- Born: United States
- Occupations: Video game designer, writer, realtor
- Years active: 1982–present
- Known for: Dragon's Lair

= Rick Dyer (video game designer) =

American video game designer and writer

Rick Dyer is an American video game designer and writer best known for creating Dragon's Lair. He founded RDI Video Systems, the developer of Dragon's Lair, Space Ace, and also Thayer's Quest, which was a conversion kit for Dragon's Lair.

Dyer next designed the video games Kingdom: The Far Reaches and Kingdom II: Shadoan, the former being a remake of Thayer's Quest and the latter a new game based on it.

**Short exercise 1**
In the Rick Dyer profile, swap "Thayer's Quest" for "Thayer's Journey" and write out the passage beginning at "Rick Dyer is" and ending after "based on it.".
**Short exercise 2**
According to the Rick Dyer profile, which of Dyer's games was a remake of Thayer's Quest?
**Short exercise 3**
Extend the Rick Dyer profile past its final sentence.

**Information supplied**
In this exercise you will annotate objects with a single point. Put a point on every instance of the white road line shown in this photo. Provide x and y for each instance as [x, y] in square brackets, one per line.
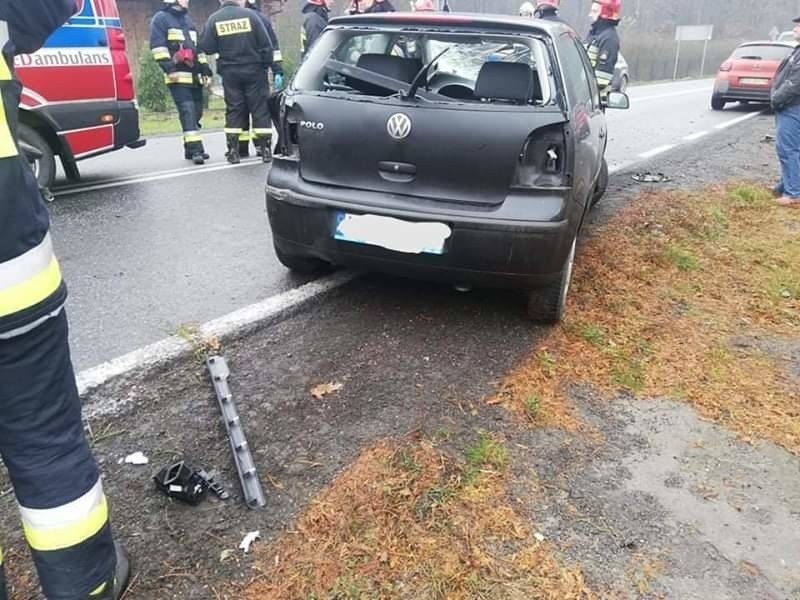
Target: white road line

**Right answer 1**
Rick Dyer is an American video game designer and writer best known for creating Dragon's Lair. He founded RDI Video Systems, the developer of Dragon's Lair, Space Ace, and also Thayer's Journey, which was a conversion kit for Dragon's Lair.

Dyer next designed the video games Kingdom: The Far Reaches and Kingdom II: Shadoan, the former being a remake of Thayer's Journey and the latter a new game based on it.

**Right answer 2**
Kingdom: The Far Reaches

**Right answer 3**
Dyer is also known for being the person responsible for RDI Video System's Halcyon gaming console, named after the 2001: A Space Odyssey AI 'HAL 9000'. He also appeared on multiple news networks for the technological advances the LaserDisc system offered between 1983 and 1985 as the figurehead for RDI systems. Despite the TV appearances and being branded as 'David' among videogame companies in a David and Goliath comparison, Rick Dyer Industries (RDI) Systems went out of business in 1985 and the console was never released. In the late 1980s, he designed a line of fitness equipment called Powercise. One of his last major successes in the gaming industry was the development of Time Traveler in 1991.

Rick Dyer became a realtor for Apple Tree Realty based in Julian, California.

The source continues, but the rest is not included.